Exercise directions:
Return every line of the data below that contains the string "instance", treating uppercase and lowercase letters as different.

(Excerpts from a point labeling dataset)
· · · ·

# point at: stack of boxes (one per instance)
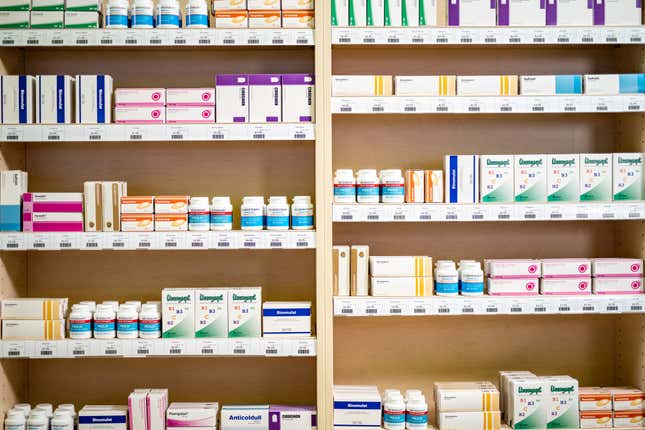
(264, 13)
(467, 405)
(147, 409)
(566, 276)
(617, 276)
(401, 276)
(52, 212)
(102, 205)
(33, 319)
(48, 14)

· · · ·

Exercise result:
# point at: stack of boxes (one per instance)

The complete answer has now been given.